## Stated task A
Put the records, from their first line through the line holding "[[[75,100],[87,100],[87,93],[75,94]]]" (both included), into a Markdown table with the columns Row and Line, skipping blank lines and leaving out the pictures.
## Stated task B
Write what follows in the forum thread about choosing a short-barreled .357 revolver for carry, picking up after its last post.

## Selected excerpt
^^^^
# Blood Hounds Are Out



## borris (Oct 28, 2012)

Looking At 2.5" - 357 The 686 Performance Center 7 Shot & The 586 Ported 3" 7 Shot For Possibility For Carry ! What's Your Take On The 2 Picks ? :smt033


----------



## borris (Oct 28, 2012)

686 Pick up tomorrow 2.5" 7 shooter ! :numbchuck:


----------



## Sgt45 (Jun 8, 2012)

Short barrel, .357 magnum, lots of recoil, lots and lots of muzzle flash, fat cylinder, short sight radius. At least it's the L frame and not the K frame. Don't know the ballistics on a .357 from a short barrel, might be interesting to see how they compare to say a 10mm mid-sized Glock.


----------



## GCBHM (Mar 24, 2014)

Personally, I would never choose a revolver for EDC defense. Maybe an ankle gun for a back up, but with as many choices today for pocket pistols, why would anyone "choose" a revolver? The muzzle flare, the kick, the utter chaos, at least for me, make a revolver a terrible defense weapon. A S&W M&P Shield is a perfect alternative to any revolver for me. I would also be afraid of carrying a .357 magnum for defense. It is such a powerful round that your odds of hitting an innocent bystander is pretty good. Collateral damage will get you put in jail, or sued, so why?


----------



## lefty60 (Oct 13, 2012)

A .357 is a fine defensive round and the Smith & Wesson was the "Gold Standard" for many years.

You got a great gun, get training, get a good holster, and you will be well armed.(don't forget speedloaders)

Enjoy, Stay Safe :mrgreen:


----------



## borris (Oct 28, 2012)

Wow ! The Negativity On The 357 , You sure Don't Have To Put "Hot Rounds" In It To Make It Work For "Defense" ! If You Can't Get It Done In 2 To 3 Go Back To The Range ! 
:buttkick:


----------



## borris (Oct 28, 2012)

If Anyone Would Like To Look Up "Ballistics By The Inch" You Can Find Out Information Of Most Rounds , So I Found That A 357 Out Of A 3" Pipe Using A 158gr Hydra Shock Will Be At Or About 1122 / The Same Round Out Of A 2" Will Be At Or About 914 , Give Or Take Out Of A 686 S&W 2.5" Should Be About 1018 :smt1099


----------



## GCBHM (Mar 24, 2014)

I think the .357 is an awesome round, and dont have a problem if others use it for defense. It just isn't for me. A guy once told me "anything out of a .357 is going to kill what it hits". It is one heck of a round. It kicks like a mule, especially is lighter frames. However, if you like it, by all means. Carry it. Personally, I think it's overkill, but that's just for me.


----------



## borris (Oct 28, 2012)

A Few Of Us Got Caught Up In The 357 Round, When I Started This Post it was About The 2.5" 686 / 7 Shot And Wanted To Know If Anyone Has It, Yes It's A #ell Of a Round But You Have Many Choice's As For Almost Any 38 On Up to The Lite 357s Enough Said , Now Does Anybody Have Some Info On this Type Of Revolver , Please Share


----------



## BingoFuel (Jun 20, 2014)
^^^^
## Source material
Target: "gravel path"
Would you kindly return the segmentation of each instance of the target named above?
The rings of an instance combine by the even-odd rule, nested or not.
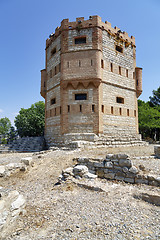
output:
[[[106,151],[33,155],[34,165],[28,172],[0,179],[2,187],[16,189],[27,200],[25,215],[17,219],[14,229],[8,226],[3,240],[160,239],[160,207],[134,197],[141,193],[160,195],[159,188],[104,179],[95,181],[104,192],[87,190],[72,182],[55,185],[62,169],[73,165],[74,157],[86,155],[105,156]],[[21,157],[15,154],[13,158],[18,161]],[[0,161],[2,158],[0,155]],[[10,156],[11,161],[13,158]],[[158,160],[150,161],[159,169]]]

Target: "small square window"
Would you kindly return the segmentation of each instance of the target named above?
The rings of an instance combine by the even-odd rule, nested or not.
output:
[[[53,105],[53,104],[56,104],[56,99],[55,98],[51,99],[51,105]]]
[[[51,57],[56,53],[56,48],[53,48],[51,51]]]
[[[86,37],[77,37],[74,39],[75,44],[84,44],[86,43]]]
[[[117,97],[117,98],[116,98],[116,102],[117,102],[117,103],[122,103],[122,104],[124,104],[124,98],[122,98],[122,97]]]
[[[123,53],[123,47],[116,45],[116,51]]]
[[[104,61],[101,59],[101,68],[104,68]]]
[[[75,100],[87,100],[87,93],[75,94]]]

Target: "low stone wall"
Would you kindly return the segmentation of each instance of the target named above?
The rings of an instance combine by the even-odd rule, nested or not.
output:
[[[145,175],[143,171],[133,166],[126,154],[108,154],[105,159],[75,158],[74,161],[87,166],[90,173],[101,178],[160,186],[160,177]]]

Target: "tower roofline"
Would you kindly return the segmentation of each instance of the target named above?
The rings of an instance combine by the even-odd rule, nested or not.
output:
[[[76,18],[75,22],[69,22],[69,19],[63,19],[61,26],[55,29],[55,32],[50,34],[49,38],[46,40],[46,48],[54,41],[63,31],[69,31],[76,29],[77,31],[84,28],[99,27],[102,30],[108,32],[109,35],[116,37],[126,45],[135,46],[135,37],[128,36],[127,32],[123,32],[118,27],[112,27],[111,23],[108,21],[102,22],[101,17],[98,15],[89,16],[88,20],[84,20],[84,17]]]

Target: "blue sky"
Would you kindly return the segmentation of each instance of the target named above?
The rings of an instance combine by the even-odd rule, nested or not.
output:
[[[21,108],[43,100],[40,70],[45,41],[64,18],[102,21],[136,38],[137,67],[143,68],[143,94],[160,86],[160,0],[0,0],[0,118],[12,123]]]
^^^^
## Right answer A
| Row | Line |
|---|---|
| 1 | Target: "gravel path" |
| 2 | Would you kindly return the segmentation of each instance of the target named above? |
| 3 | The rings of an instance combine by the even-odd rule, nested or not. |
| 4 | output: |
| 5 | [[[106,151],[33,155],[34,165],[28,172],[0,179],[2,187],[16,189],[27,200],[25,215],[17,219],[14,229],[8,226],[3,240],[160,239],[160,207],[134,197],[141,193],[160,195],[159,188],[104,179],[95,181],[104,192],[87,190],[72,182],[55,185],[62,169],[73,165],[74,157],[86,155],[105,156]],[[21,157],[15,154],[13,158],[18,161]],[[0,161],[2,158],[0,155]],[[10,156],[11,161],[13,158]],[[158,160],[150,161],[159,169]]] |
| 6 | Target: "small square window" |
| 7 | Would you kindly return the segmentation of each instance of the target named above? |
| 8 | The rings of an instance combine by the even-odd rule, nested or not. |
| 9 | output: |
| 10 | [[[53,105],[53,104],[56,104],[56,99],[55,98],[51,99],[51,105]]] |
| 11 | [[[51,57],[56,53],[56,48],[53,48],[51,51]]] |
| 12 | [[[86,37],[77,37],[74,39],[75,44],[84,44],[86,43]]] |
| 13 | [[[117,97],[117,98],[116,98],[116,102],[117,102],[117,103],[122,103],[122,104],[124,104],[124,98],[122,98],[122,97]]] |
| 14 | [[[123,53],[123,47],[116,45],[116,51]]] |
| 15 | [[[104,61],[101,59],[101,68],[104,68]]] |
| 16 | [[[75,100],[87,100],[87,93],[75,94]]] |

## Right answer B
There have been a lot of threads in a lot of forums regarding the efficacy of a revolver for SD/HD. To me it's very appealing to someone who is not an expert shooter and/or may not have the chance to train frequently. It has a simple manual of arms (point and click), has very few failure modes and particularly low likelihood of failure, the typical recovery from a failure is to repeat the trigger pull, it shoots a pretty aggressive round (.38 Special +p or .357 Magnum) and many carry as many rounds as modern small semi's (e.g. the small 686+ carries 7, the short 627 carries 8 and my Shield carries 7 or 8).
They are not for everyone, but nothing is.
B



GCBHM said:


> Personally, I would never choose a revolver for EDC defense. Maybe an ankle gun for a back up, but with as many choices today for pocket pistols, why would anyone "choose" a revolver? The muzzle flare, the kick, the utter chaos, at least for me, make a revolver a terrible defense weapon. A S&W M&P Shield is a perfect alternative to any revolver for me. I would also be afraid of carrying a .357 magnum for defense. It is such a powerful round that your odds of hitting an innocent bystander is pretty good. Collateral damage will get you put in jail, or sued, so why?


----------



## borris (Oct 28, 2012)

BingoFuel said:


> There have been a lot of threads in a lot of forums regarding the efficacy of a revolver for SD/HD. To me it's very appealing to someone who is not an expert shooter and/or may not have the chance to train frequently. It has a simple manual of arms (point and click), has very few failure modes and particularly low likelihood of failure, the typical recovery from a failure is to repeat the trigger pull, it shoots a pretty aggressive round (.38 Special +p or .357 Magnum) and many carry as many rounds as modern small semi's (e.g. the small 686+ carries 7, the short 627 carries 8 and my Shield carries 7 or 8).
> They are not for everyone, but nothing is.
> B


 Very Nicely Put ! , I Have Gone Out And Pick Up My 686pc Have not Had The Time To Take It To The Range Do To Work Hrs This Gun Just Said Buy Me As I Do Have Others That Could Very Well Fill Any Part Of Defense Carry And I Do Like The Way It Fills In When Others Won't, Or Can't , To Many People Get Carried Away With Having A Ma Duse And 2 Cans Of Ammo ! L.O.L. For Me It's Small And Hard Hitting Just Get It Done . :smt1099


----------



## gunguy (Oct 1, 2014)

I own a few Smith revolvers, 357's and 38 specials, but haven't tried out the 686 or the 586, but clearly they are fine revolvers. The 7 shot capacity is great.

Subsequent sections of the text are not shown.